▶ Given problem: Rewrite the records below, changing "marker" to "point" everywhere it occurs and keeping every other line as it is. Omit the pictures from your answer.

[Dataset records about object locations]
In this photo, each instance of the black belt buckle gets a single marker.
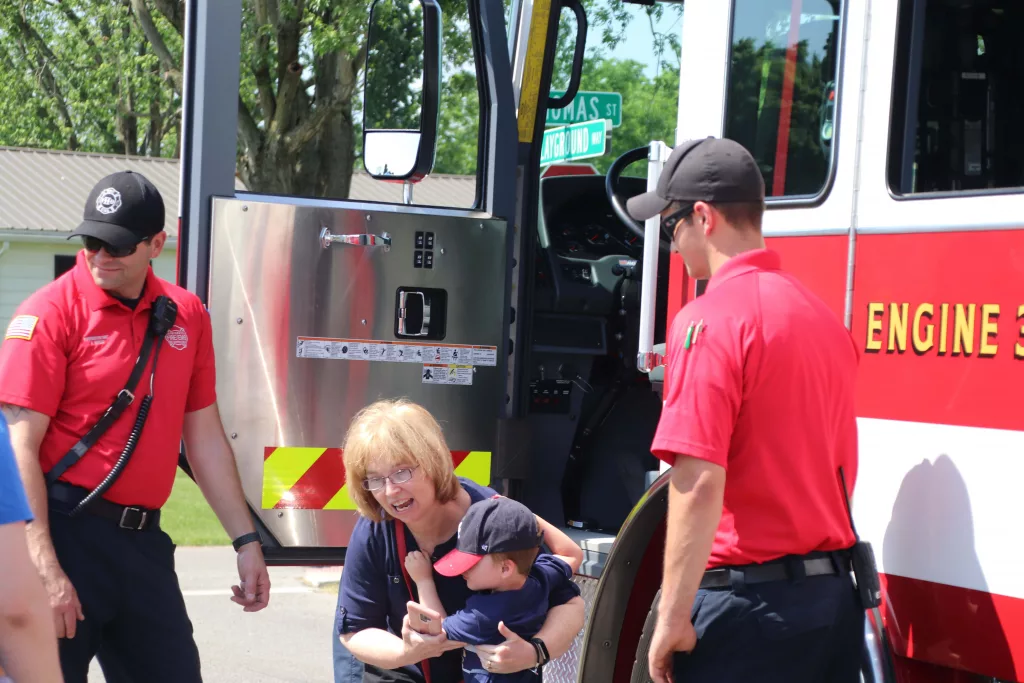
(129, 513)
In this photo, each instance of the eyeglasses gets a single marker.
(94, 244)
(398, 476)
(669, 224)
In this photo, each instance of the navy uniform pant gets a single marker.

▶ Response to this exercise:
In this photo, each instance of the black belt buckle gets a single point.
(129, 513)
In this photo, each instance of the eyeglasses gets a single point.
(94, 244)
(398, 476)
(669, 224)
In this photo, each instance of the navy uniform pant gets a single point.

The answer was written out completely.